◆ **AUFGABE**
Gib aus dem Text zur Qualifikation von CI-Audiologen den Abschnitt von „Vor einigen Jahren“ bis einschließlich „2021 befristeten Übergangsregelung.“ wortgetreu wieder.

Vor einigen Jahren wurde im Fachausschuss „CI-Versorgung“ der Deutschen Gesellschaft für Audiologie (DGA) ein Arbeitskreis gebildet mit der Aufgabe, ein Curriculum für die Qualifikation von CI-Audiologinnen und CI-Audiologen auszuarbeiten und damit den kontinuierlich steigenden Fallzahlen und dem allgemeinen Streben nach Qualitätssicherung in der medizinischen Versorgung Rechnung zu tragen. Die daraus hervorgegangene Weiterbildungsordnung und der Themenkatalog sind über das Internetportal der DGA zugänglich und sie wurden in dieser Zeitschrift publiziert [1]. Bisher haben 39 Kolleginnen und Kollegen das Zertifikat erworben, darunter 29 unter Inanspruchnahme der bis April 2021 befristeten Übergangsregelung.

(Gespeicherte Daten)
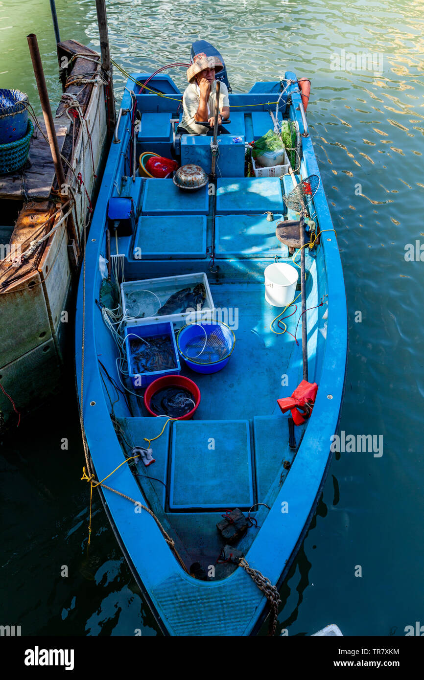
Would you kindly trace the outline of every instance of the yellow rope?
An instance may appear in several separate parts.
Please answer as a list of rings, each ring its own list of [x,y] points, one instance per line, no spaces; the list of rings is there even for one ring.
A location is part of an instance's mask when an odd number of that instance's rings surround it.
[[[295,298],[295,299],[293,300],[290,303],[289,305],[286,305],[286,306],[284,307],[284,308],[282,310],[282,311],[280,314],[278,314],[277,316],[276,316],[275,319],[273,319],[272,321],[271,322],[271,323],[270,324],[270,328],[271,329],[271,330],[272,331],[273,333],[275,333],[276,335],[282,335],[283,333],[285,333],[286,330],[287,330],[287,324],[284,323],[284,321],[282,321],[281,323],[283,324],[283,326],[284,327],[284,330],[282,330],[281,333],[277,333],[277,331],[274,330],[274,328],[272,328],[272,326],[274,326],[274,322],[276,322],[277,320],[277,319],[278,319],[280,316],[282,316],[282,315],[284,314],[284,313],[286,311],[286,309],[287,309],[289,307],[291,307],[293,304],[293,303],[295,303],[296,301],[296,300],[297,299],[297,298],[299,297],[299,296],[301,295],[301,292],[299,292],[299,293],[298,293],[297,295],[296,295],[296,297]]]
[[[137,456],[131,456],[131,458],[136,458],[138,457],[138,456],[140,456],[140,454],[137,454]],[[124,460],[124,463],[126,463],[128,460],[131,460],[130,458],[127,458],[126,460]],[[123,463],[121,463],[121,465],[122,464],[123,464]],[[120,465],[118,465],[118,467],[120,467]],[[116,470],[117,469],[118,469],[118,468],[116,468]],[[114,472],[115,472],[115,471],[116,471],[114,470]],[[113,475],[113,473],[111,472],[110,475]],[[110,475],[108,475],[108,477],[110,477]],[[108,477],[105,477],[105,479],[107,479]],[[165,540],[166,541],[167,543],[171,547],[172,547],[172,548],[175,546],[175,542],[174,542],[174,539],[172,539],[170,537],[170,536],[166,532],[166,531],[165,530],[165,529],[162,526],[161,522],[159,522],[159,520],[157,517],[157,516],[154,514],[154,513],[152,512],[150,510],[150,508],[148,508],[146,505],[143,505],[143,504],[140,503],[139,500],[135,500],[134,498],[131,498],[131,496],[127,496],[127,494],[123,494],[122,492],[122,491],[117,491],[116,489],[112,489],[111,486],[108,486],[106,484],[103,484],[103,482],[104,481],[104,479],[102,481],[97,481],[95,479],[94,475],[92,475],[91,477],[88,477],[88,475],[87,475],[87,473],[86,473],[85,467],[84,467],[82,469],[82,477],[81,477],[81,479],[86,479],[87,481],[89,481],[90,482],[90,487],[91,487],[91,494],[90,494],[90,524],[88,525],[88,544],[90,544],[90,534],[91,534],[91,507],[92,507],[91,498],[92,498],[92,496],[93,496],[93,490],[95,489],[96,487],[97,487],[97,486],[102,486],[103,489],[108,489],[109,491],[113,491],[114,494],[117,494],[118,496],[121,496],[123,498],[127,498],[127,500],[131,501],[131,503],[133,503],[135,505],[138,505],[140,507],[142,508],[143,510],[146,510],[146,512],[148,512],[149,513],[149,515],[150,515],[153,517],[153,519],[154,520],[154,521],[156,522],[156,524],[157,524],[157,526],[160,528],[161,531],[163,534],[163,536],[165,537]],[[176,552],[176,554],[178,557],[178,559],[180,560],[180,558],[178,553]],[[185,568],[185,567],[184,567],[184,568]]]
[[[128,73],[128,71],[125,71],[125,69],[123,69],[122,66],[120,66],[119,64],[117,64],[116,62],[114,61],[113,59],[111,59],[110,62],[112,64],[113,64],[114,67],[116,67],[118,69],[118,71],[120,71],[120,72],[123,73],[124,75],[126,75],[127,78],[129,78],[130,80],[132,80],[133,82],[135,83],[136,85],[140,85],[140,87],[143,88],[143,89],[148,90],[150,92],[152,93],[152,95],[156,95],[157,97],[161,97],[163,99],[171,99],[172,101],[181,102],[182,101],[181,99],[177,99],[177,98],[175,97],[167,97],[167,95],[163,95],[161,92],[156,92],[154,90],[152,90],[150,87],[148,87],[147,85],[145,85],[144,83],[141,83],[140,80],[137,80],[136,78],[133,78],[133,76],[131,75],[130,73]],[[268,106],[270,104],[276,104],[276,103],[277,103],[276,101],[265,101],[261,104],[237,104],[235,106],[231,106],[231,109],[244,109],[246,106]]]
[[[157,437],[154,437],[152,439],[146,439],[146,437],[144,437],[144,441],[148,441],[149,448],[150,447],[150,444],[152,443],[152,442],[154,441],[155,439],[159,439],[159,438],[160,437],[161,435],[163,434],[163,430],[165,430],[165,427],[168,424],[169,420],[178,420],[178,418],[168,418],[168,420],[165,422],[165,425],[162,428],[161,432],[157,435]]]

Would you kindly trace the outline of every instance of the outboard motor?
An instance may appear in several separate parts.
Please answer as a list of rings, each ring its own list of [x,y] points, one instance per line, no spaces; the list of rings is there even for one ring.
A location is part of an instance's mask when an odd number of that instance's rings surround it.
[[[213,45],[208,43],[206,40],[197,40],[196,42],[191,44],[191,51],[190,54],[190,61],[193,64],[195,56],[196,54],[199,54],[200,52],[204,52],[206,56],[217,56],[218,58],[221,61],[224,68],[222,71],[220,71],[215,76],[216,80],[221,80],[227,85],[228,88],[228,91],[231,92],[231,88],[229,86],[229,83],[228,82],[228,78],[227,77],[227,69],[225,68],[225,62],[223,59],[223,57],[218,50],[216,50]]]

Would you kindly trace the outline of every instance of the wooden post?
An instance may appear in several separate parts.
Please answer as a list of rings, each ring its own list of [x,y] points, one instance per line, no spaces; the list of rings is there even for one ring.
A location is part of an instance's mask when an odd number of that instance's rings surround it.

◆ **LÖSUNG**
Vor einigen Jahren wurde im Fachausschuss „CI-Versorgung“ der Deutschen Gesellschaft für Audiologie (DGA) ein Arbeitskreis gebildet mit der Aufgabe, ein Curriculum für die Qualifikation von CI-Audiologinnen und CI-Audiologen auszuarbeiten und damit den kontinuierlich steigenden Fallzahlen und dem allgemeinen Streben nach Qualitätssicherung in der medizinischen Versorgung Rechnung zu tragen. Die daraus hervorgegangene Weiterbildungsordnung und der Themenkatalog sind über das Internetportal der DGA zugänglich und sie wurden in dieser Zeitschrift publiziert [1]. Bisher haben 39 Kolleginnen und Kollegen das Zertifikat erworben, darunter 29 unter Inanspruchnahme der bis April 2021 befristeten Übergangsregelung.